> **Stored data**:
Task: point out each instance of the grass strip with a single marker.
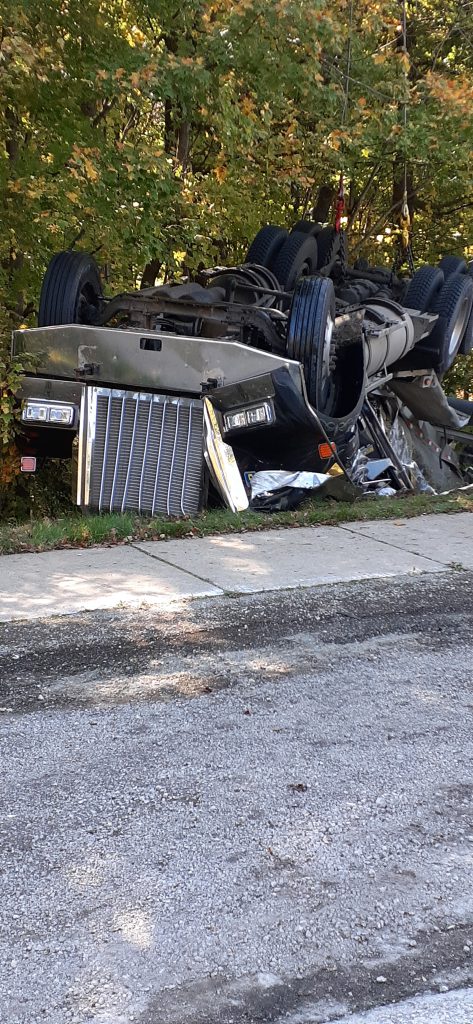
(84, 531)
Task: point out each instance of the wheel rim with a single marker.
(459, 327)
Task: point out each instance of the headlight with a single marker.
(58, 415)
(253, 417)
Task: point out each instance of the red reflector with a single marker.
(326, 450)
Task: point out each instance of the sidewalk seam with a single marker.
(172, 565)
(397, 547)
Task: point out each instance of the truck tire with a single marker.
(310, 328)
(439, 349)
(424, 289)
(71, 292)
(306, 227)
(329, 247)
(467, 341)
(297, 258)
(454, 307)
(266, 245)
(452, 265)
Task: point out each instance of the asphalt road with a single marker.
(258, 809)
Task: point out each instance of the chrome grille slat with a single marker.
(144, 452)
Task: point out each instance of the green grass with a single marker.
(84, 531)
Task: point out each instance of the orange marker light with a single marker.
(327, 450)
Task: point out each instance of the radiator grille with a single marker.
(141, 452)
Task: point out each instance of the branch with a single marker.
(395, 208)
(362, 196)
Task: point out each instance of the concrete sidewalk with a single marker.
(166, 572)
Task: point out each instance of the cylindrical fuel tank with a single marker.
(388, 333)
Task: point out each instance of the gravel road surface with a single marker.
(256, 809)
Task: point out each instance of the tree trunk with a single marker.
(324, 203)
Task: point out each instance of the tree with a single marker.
(161, 134)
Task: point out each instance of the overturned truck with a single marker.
(291, 361)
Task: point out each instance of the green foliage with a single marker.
(167, 132)
(80, 531)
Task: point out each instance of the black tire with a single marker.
(452, 265)
(348, 295)
(309, 335)
(306, 227)
(467, 341)
(329, 247)
(297, 258)
(424, 289)
(439, 349)
(71, 292)
(266, 245)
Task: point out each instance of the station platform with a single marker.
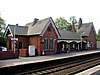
(92, 71)
(36, 59)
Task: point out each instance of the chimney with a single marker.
(80, 23)
(73, 26)
(35, 21)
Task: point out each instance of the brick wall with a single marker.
(98, 44)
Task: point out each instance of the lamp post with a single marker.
(81, 41)
(14, 36)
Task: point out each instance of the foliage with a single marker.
(2, 26)
(64, 24)
(98, 35)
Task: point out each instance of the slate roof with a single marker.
(19, 30)
(69, 35)
(38, 27)
(31, 28)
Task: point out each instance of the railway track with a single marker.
(64, 66)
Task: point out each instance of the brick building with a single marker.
(43, 34)
(47, 39)
(82, 37)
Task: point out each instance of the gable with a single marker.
(50, 22)
(8, 32)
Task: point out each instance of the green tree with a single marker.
(61, 23)
(64, 24)
(2, 26)
(98, 35)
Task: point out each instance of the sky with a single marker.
(24, 11)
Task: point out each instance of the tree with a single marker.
(2, 26)
(63, 24)
(98, 35)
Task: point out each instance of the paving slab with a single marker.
(35, 59)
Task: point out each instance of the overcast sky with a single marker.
(24, 11)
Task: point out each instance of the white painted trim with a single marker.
(7, 31)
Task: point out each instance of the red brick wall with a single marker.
(35, 40)
(24, 40)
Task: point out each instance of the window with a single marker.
(49, 29)
(51, 44)
(20, 45)
(45, 44)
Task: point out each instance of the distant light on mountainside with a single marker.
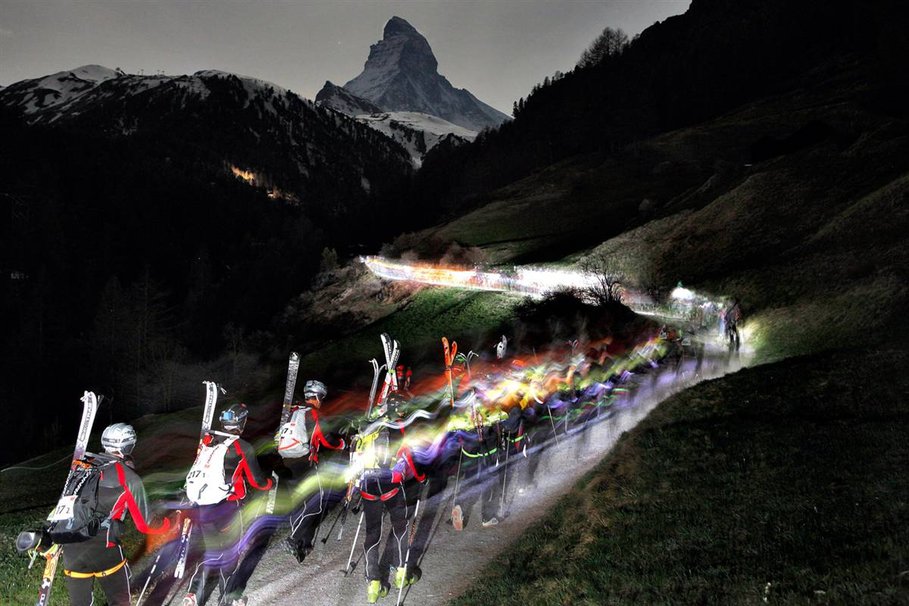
(246, 175)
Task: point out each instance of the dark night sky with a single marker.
(496, 49)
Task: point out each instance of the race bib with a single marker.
(64, 509)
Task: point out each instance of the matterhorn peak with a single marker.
(396, 26)
(401, 74)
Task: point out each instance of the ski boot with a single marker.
(402, 579)
(299, 552)
(374, 591)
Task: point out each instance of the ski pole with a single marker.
(554, 434)
(504, 476)
(458, 475)
(413, 534)
(354, 546)
(151, 573)
(333, 524)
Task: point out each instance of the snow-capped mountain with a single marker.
(340, 99)
(263, 133)
(417, 132)
(401, 75)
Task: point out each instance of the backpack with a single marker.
(293, 440)
(76, 517)
(205, 483)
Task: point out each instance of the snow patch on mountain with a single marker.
(416, 132)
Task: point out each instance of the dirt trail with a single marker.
(451, 559)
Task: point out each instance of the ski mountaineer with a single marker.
(300, 450)
(379, 472)
(119, 491)
(216, 486)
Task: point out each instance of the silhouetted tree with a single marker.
(609, 43)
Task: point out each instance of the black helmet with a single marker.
(395, 403)
(392, 405)
(315, 389)
(233, 418)
(118, 439)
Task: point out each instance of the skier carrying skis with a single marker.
(119, 491)
(217, 485)
(296, 442)
(380, 475)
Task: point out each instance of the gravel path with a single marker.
(451, 560)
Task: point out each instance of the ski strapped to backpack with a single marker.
(450, 353)
(376, 371)
(89, 410)
(208, 415)
(293, 367)
(392, 352)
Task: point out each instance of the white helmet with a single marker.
(315, 388)
(118, 439)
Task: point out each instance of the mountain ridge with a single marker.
(401, 74)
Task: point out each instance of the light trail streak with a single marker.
(534, 281)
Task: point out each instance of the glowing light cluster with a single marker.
(246, 175)
(523, 280)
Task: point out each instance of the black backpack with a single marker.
(76, 517)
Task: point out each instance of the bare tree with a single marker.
(608, 44)
(606, 279)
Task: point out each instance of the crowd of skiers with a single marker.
(373, 464)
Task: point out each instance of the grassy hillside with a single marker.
(774, 485)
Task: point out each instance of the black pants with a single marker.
(306, 519)
(94, 556)
(373, 512)
(220, 528)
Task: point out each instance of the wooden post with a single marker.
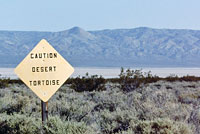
(44, 106)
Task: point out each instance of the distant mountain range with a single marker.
(138, 47)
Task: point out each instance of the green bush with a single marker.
(88, 83)
(132, 79)
(22, 124)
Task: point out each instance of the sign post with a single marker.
(44, 71)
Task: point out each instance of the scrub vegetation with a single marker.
(134, 103)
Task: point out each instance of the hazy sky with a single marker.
(57, 15)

> **TASK TO COMPLETE**: Each entry is to be returned precisely as it appears, but the pictures are to be dropped.

> **RESPONSE AREA**:
Task: point out each instance of the grass strip with a single marker.
(84, 531)
Task: point out each instance of the wheel rim with a single marker.
(459, 327)
Task: point out each instance of the headlight with a single marker.
(58, 415)
(253, 417)
Task: point out each instance of the red reflector with a single marker.
(326, 450)
Task: point out each instance of the sidewalk seam with a single marker.
(172, 565)
(397, 547)
Task: point out each instance of the truck tire with a single marker.
(310, 328)
(439, 349)
(424, 289)
(71, 292)
(306, 227)
(329, 247)
(467, 341)
(297, 258)
(454, 307)
(266, 245)
(452, 265)
Task: point out each instance of the asphalt road with a single marker.
(258, 809)
Task: point out each instance of the chrome grille slat with a single marker.
(144, 452)
Task: point out each instance of the green grass with a single marker.
(84, 531)
Task: point out each instance of the orange marker light with a single marker.
(327, 450)
Task: point out each instance of the radiator grille with a single marker.
(141, 452)
Task: point out each instance of the branch with a single marker.
(395, 208)
(362, 196)
Task: point out each instance of the concrete sidewalk with a single marker.
(166, 572)
Task: point out each instance of the cylindrical fuel tank with a single marker.
(388, 333)
Task: point out each instance of the gravel road surface with a single marker.
(256, 809)
Task: point out each instance of the tree trunk with a single marker.
(324, 203)
Task: point out each instance of the tree with a single marker.
(161, 134)
Task: point out each instance of the overturned truck with a single marker.
(291, 361)
Task: point out each instance of the green foliage with a single marker.
(167, 132)
(80, 531)
Task: point out each instance of the black tire with a single marker.
(452, 265)
(348, 295)
(309, 335)
(306, 227)
(467, 341)
(329, 247)
(297, 258)
(424, 289)
(439, 349)
(71, 292)
(266, 245)
Task: point out each instance of the station platform with a single marker.
(92, 71)
(36, 59)
Task: point out each instance of the chimney with a single marker.
(80, 23)
(73, 26)
(35, 21)
Task: point out each instance of the brick wall with a single marker.
(98, 44)
Task: point out each instance of the lamp post with a single marker.
(81, 41)
(14, 36)
Task: point out each instance of the foliage with a single marker.
(2, 26)
(64, 24)
(98, 35)
Task: point out each instance of the slate roof with a single marker.
(19, 30)
(69, 35)
(38, 27)
(31, 28)
Task: point out each instance of the railway track with a single marker.
(64, 66)
Task: point out each instance of the brick building with a single marker.
(43, 34)
(47, 39)
(82, 37)
Task: point out each instance of the gable with a single marker.
(50, 22)
(8, 32)
Task: point out each instance of the green tree with a single marker.
(61, 23)
(64, 24)
(2, 26)
(98, 35)
Task: point out each instance of the sky with a single marker.
(24, 11)
Task: point out each instance of the tree with a single marker.
(2, 26)
(63, 24)
(98, 35)
Task: point out each instance of the paving slab with a single marker.
(35, 59)
Task: point out each instance of the overcast sky with a single marker.
(24, 11)
Task: point out each instance of the white painted trim with a single marker.
(7, 31)
Task: point out each instance of the red brick wall with a single marker.
(35, 40)
(24, 40)
Task: point out each instance of the window with a single marker.
(49, 29)
(51, 44)
(20, 45)
(45, 44)
Task: point out each instance of the distant light on mountainside with a single marker.
(246, 175)
Task: point out each instance of the dark night sky with a single marker.
(496, 49)
Task: point out each instance of the race bib with a single marker.
(64, 509)
Task: point out each instance of the matterhorn peak with a single marker.
(396, 26)
(401, 74)
Task: point out each instance of the ski boot with a single marker.
(402, 579)
(299, 552)
(374, 591)
Task: point out each instance of the ski pole with a single marker.
(554, 434)
(504, 476)
(458, 475)
(413, 534)
(354, 546)
(151, 573)
(333, 524)
Task: point out each instance of the snow-capped mountain with a single marker.
(340, 99)
(263, 133)
(417, 132)
(401, 75)
Task: point out each instance of the backpack with a single marker.
(293, 440)
(76, 517)
(205, 483)
Task: point out each instance of the snow patch on mountain with a single marker.
(416, 132)
Task: point out each instance of the dirt trail with a single marker.
(451, 559)
Task: point out each instance of the ski mountaineer with a single marker.
(300, 450)
(379, 472)
(119, 491)
(216, 486)
Task: point out each instance of the silhouetted tree with a single marker.
(609, 43)
Task: point out each instance of the black helmet with a single marker.
(395, 403)
(392, 405)
(315, 389)
(233, 418)
(118, 439)
Task: point out each instance of the skier carrying skis with a single marker.
(119, 491)
(217, 485)
(296, 442)
(380, 475)
Task: point out each instance of the gravel path with a single marker.
(451, 560)
Task: point out each instance of the ski strapped to backpack with a single marker.
(450, 353)
(376, 371)
(89, 410)
(208, 415)
(293, 367)
(392, 352)
Task: point out each instance of the white helmet with a single marker.
(315, 388)
(118, 439)
Task: point out each instance of the mountain ridge with a single marker.
(401, 74)
Task: point out each instance of the light trail streak with a single marker.
(534, 281)
Task: point out each instance of the glowing light cluster with a single marker.
(246, 175)
(523, 280)
Task: point out each instance of the black backpack with a single marker.
(76, 517)
Task: point out each instance of the bare tree with a single marker.
(608, 44)
(606, 279)
Task: point out each instance of the crowd of skiers with a single marker.
(373, 464)
Task: point out each instance of the grassy hillside with a single marker.
(774, 485)
Task: point out each instance of the black pants with a single marker.
(306, 519)
(94, 556)
(373, 512)
(220, 528)
Task: point out each instance of the wooden post with a single marker.
(44, 106)
Task: point out each instance of the distant mountain range with a single marker.
(138, 47)
Task: point out each instance of the green bush with a single marker.
(88, 83)
(132, 79)
(22, 124)
Task: point out each instance of the sign post with a single marker.
(44, 71)
Task: point out each instance of the scrub vegetation with a single marker.
(134, 103)
Task: point out each instance of the hazy sky with a single marker.
(57, 15)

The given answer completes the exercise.